▶ [Provided text]
○ ○ ○ ○ ○ ○ ○

Bates' work on Amazonian butterflies led him to develop the first scientific account of mimicry, especially the kind of mimicry which bears his name: Batesian mimicry.[12] This is the mimicry by a palatable species of an unpalatable or noxious species. A common example seen in temperate gardens is the hover-fly, many of which – though bearing no sting – mimic the warning colouration of hymenoptera (wasps and bees). Such mimicry does not need to be perfect to improve the survival of the palatable species.[13]
Bates noted of the Heliconids (long-wings) that they were forest dwellers which were:
And yet, said Bates "I never saw the flocks of slow-flying Heliconidae in the woods persecuted by birds or dragonflies ... nor when at rest did they appear to be molested by lizards, or predacious flies of the family Asilidae [robber-flies] which were very often seen pouncing on butterflies of other families. ... In contrast, the Pieridae (sulfur butterflies), to which Leptalis belongs [now called Dismorphia] are much persecuted."
Bates observed that many Heliconid species are accompanied by other species (Pierids), which mimic them, and often cannot be distinguished from them in flight. They fly in the same parts of the forest as the model (Heliconid) and often in company with them. Local races of the model are accompanied by corresponding races or species of the mimic. So a scarce, edible species takes on the appearance of an abundant, noxious species. Predators, Bates supposed, learn to avoid the noxious species, and a degree of protection covers the edible species, no doubt proportional to its degree of likeness to the model. These testable hypotheses about warning signals and mimicry helped to create the field of evolutionary ecology.[14]
Bates, Wallace and Müller believed that Batesian and Müllerian mimicry provided evidence for the action of natural selection, a view which is now standard amongst biologists.[15] Field and experimental work on these ideas continues to this day; the topic connects strongly to speciation, genetics and development.[16]
Bates spent the best part of a year at Ega (now Tefé) in the Upper Amazon (Solimões),[17] where he reported that turtle was eaten regularly, and insect catches were especially abundant. He found upwards of 7,000 species of insects in the area, including 550 distinct species of butterfly.[18] Bates nursed a sick toucan back to health. Tocáno (the Indian name, after its cries) proved to be an intelligent and amusing companion, with a voracious appetite. Mainly a fruit eater, he learnt the meal times "to a nicety", and would eat flesh and fish as well as fruit.[19]
Bates' original work was done on a group of conspicuous butterflies always spelled by Bates as Heliconidae. He divided this assemblage into two groups, the Danaoid Heliconids, having affinities with the tribe Danaini (see also Danainae); and the Acraeoid Heliconids related to the Acraeini. The former are now known as Ithomiini, closely related to the milkweed butterflies, and were named after the genus Danaus in the Danainae. The latter are now known as the tribe Heliconiini, or longwings, named after the genus Heliconius. Both group within the family Nymphalidae, and both groups tend to feed on poisonous plants. The milkweed plant supplies poisonous glycosides which render both caterpillar and adult danaines noxious. Ithomiines, in contrast gain their toxicity from their adult nectar sources. Heliconiine caterpillars feed on poisonous Passiflora vines. However, ithomiines gain their toxicity from their adult food plants.
Henry Walter Bates is commemorated in the scientific name of a species of South American boa, Corallus batesii [20] and in the name of his theory of mimicry, Batesian mimicry.

○ ○ ○ ○ ○ ○ ○

▶ [Dataset extract]
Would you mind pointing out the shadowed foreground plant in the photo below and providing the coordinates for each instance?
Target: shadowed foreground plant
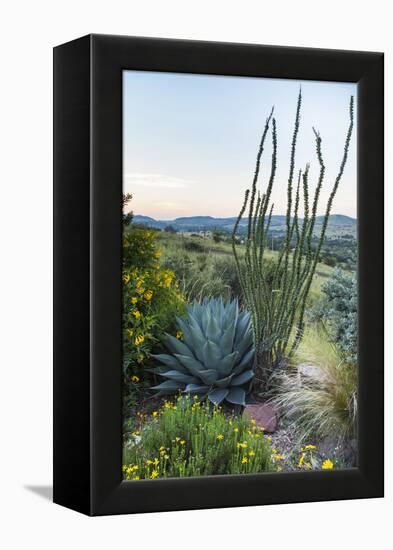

○ ○ ○ ○ ○ ○ ○

▶ [Goal of the exercise]
According to the passage on Henry Walter Bates, how many distinct species of butterfly did he find in the area around Ega? The listing is not needed here.

▶ [Answer section]
550 distinct species of butterfly.